■ **SUA TAREFA**
Informe somente quantas linhas abaixo contêm a palavra "petal". Maiúsculas e minúsculas fazem diferença.
---------- LINHAS FORNECIDAS ----------
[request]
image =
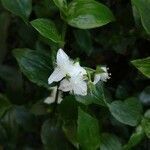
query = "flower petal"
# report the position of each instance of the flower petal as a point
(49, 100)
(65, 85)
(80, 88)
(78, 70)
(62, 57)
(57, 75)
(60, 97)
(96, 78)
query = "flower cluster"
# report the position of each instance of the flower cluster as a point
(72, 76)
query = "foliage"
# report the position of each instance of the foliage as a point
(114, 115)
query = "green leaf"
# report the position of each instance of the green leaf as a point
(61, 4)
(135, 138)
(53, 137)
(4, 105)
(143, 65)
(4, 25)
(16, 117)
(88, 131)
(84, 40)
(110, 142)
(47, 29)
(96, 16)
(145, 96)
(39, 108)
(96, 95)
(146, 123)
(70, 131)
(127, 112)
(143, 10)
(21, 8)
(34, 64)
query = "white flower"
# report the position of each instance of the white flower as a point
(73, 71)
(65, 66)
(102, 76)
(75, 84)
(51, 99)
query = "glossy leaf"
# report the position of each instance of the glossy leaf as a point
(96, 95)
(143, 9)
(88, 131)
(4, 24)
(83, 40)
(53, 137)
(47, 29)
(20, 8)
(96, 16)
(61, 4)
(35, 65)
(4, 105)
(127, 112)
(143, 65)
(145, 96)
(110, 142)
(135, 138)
----------
---------- LINHAS FORNECIDAS ----------
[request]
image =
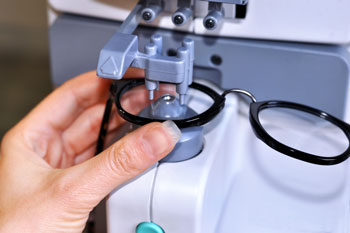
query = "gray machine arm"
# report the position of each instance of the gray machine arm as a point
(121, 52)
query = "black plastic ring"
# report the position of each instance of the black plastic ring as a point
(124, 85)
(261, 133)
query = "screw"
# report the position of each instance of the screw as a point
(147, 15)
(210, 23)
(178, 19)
----------
■ **RESPOSTA DO EXERCÍCIO**
2